─── Texte source

Les enfants d'Orion

La Nature
revue scientifique


LE CIEL EN 1876.

par Camille Flammarion
(La Nature, revue des sciences et de leurs applications aux arts et à l'industrie, 4° année, n° 135, 1° janvier 1876, p. 65)

Les amateurs d'astronomie qui voudraient être au courant des principaux phénomènes célestes et en constater quelques uns à l'oeil nu ou même en observer à l'aide d'une petite lunette astronomique sont souvent embarrassés pour les connaïtre, et d'ailleurs aucune publication ne les indique dans leur ensemble : ni la Connaissance des temps, ni l'Annuaire du Bureau des longitudes, ni les Alamanachs. Nous répondrons au désir exprimé par un certain nombre de nos lecteurs en publiant ici les observations qui seront les plus intéressantes à faire dans le cours de l'année 1876.

──────
─── Données fournies

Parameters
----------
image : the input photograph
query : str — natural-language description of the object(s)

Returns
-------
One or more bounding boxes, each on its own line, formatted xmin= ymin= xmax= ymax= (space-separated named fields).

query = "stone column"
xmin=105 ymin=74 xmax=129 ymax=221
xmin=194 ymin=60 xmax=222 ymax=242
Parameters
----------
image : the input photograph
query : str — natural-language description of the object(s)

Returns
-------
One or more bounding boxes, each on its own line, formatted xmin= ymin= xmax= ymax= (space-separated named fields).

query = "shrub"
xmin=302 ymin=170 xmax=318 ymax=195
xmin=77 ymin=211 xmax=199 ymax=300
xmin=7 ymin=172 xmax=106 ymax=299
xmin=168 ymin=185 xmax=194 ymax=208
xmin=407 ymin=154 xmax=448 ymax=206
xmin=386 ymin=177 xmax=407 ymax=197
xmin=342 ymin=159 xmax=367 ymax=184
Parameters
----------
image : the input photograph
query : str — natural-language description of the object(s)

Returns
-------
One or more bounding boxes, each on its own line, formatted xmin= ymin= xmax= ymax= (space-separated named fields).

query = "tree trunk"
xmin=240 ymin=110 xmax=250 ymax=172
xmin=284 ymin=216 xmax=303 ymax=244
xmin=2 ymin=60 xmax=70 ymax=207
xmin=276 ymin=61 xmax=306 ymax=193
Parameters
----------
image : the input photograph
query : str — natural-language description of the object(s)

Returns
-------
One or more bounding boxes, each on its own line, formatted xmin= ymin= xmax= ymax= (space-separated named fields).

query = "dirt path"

──────

## Travail à faire
A – Dans l'article sur le ciel en 1876, quel instrument peut aider les amateurs à observer certains phénomènes célestes ?
B – Prolongez l'article sur le ciel en 1876 à partir de sa dernière phrase.

## Résultats obtenus
A – Une petite lunette astronomique.

B –
Commençons par les éclipses. L'année 1876 aura quatre éclipses : deux de soleil et deux de lune. Les éclipses de soleil seront invisibles à Paris. La première, qui arrivera le 25 mars, sera une éclipse annulaire, elle commence dans les îles de l'océan Pacifique par 169 degrés de longitude orientale et 8 degrés 46 minutes de latitude nord ; sa ligne centrale [début de la page 66] se dirige vers le nord -est, traverse l'Amérique du Nord et finit par 47 degrés 43 minutes de longitude ouest et 67 degrés de latitude nord. La seconde éclipse de soleil de l'année aura lieu le 17 septembre et sera totale ; sa ligne centrale est tout entière comprise dans l'océan Pacifique. ces deux éclipses se trouvent donc en mauvaises conditions pour être observées. Quant aux éclipses de lune, elles seront toutes les deux visibles à Paris, mais ne seront que partielles. La première arrivera le 10 mars et commencera à 4 heures du matin, pour finir au lever du soleil. Par une coïncidence assez rare, on pourra voir en même temps le soleil se lever, car il se lèvera à 6 heures 25 minutes, et la lune se coucher, car elle ne se couche qu'à 6 heures 30 minutes. Ce sera précisément le moment de l'éclipse de lune, et nous pourrons voir ainsi en même temps : le soleil éclairant la pleine lune, la terre où nous sommes l'éclipsant, et la lune partiellement éclipsée. La grandeur de l'éclipse sera de 0,295, le diamètre de la lune étant de 1, c'est-à-dire que la partie éclipsée sera un peu plus du quart de diamètre de la lune.

Ce fait de voir le soleil pendant une éclipse de lune serait impossible sans la réfraction de l'atmosphère terrestre qui élève les deux astres au-dessus de leur position vraie, tandis qu'en réalité les trois centres du soleil, de la terre et de la lune se trouvent alors sur une même ligne droite.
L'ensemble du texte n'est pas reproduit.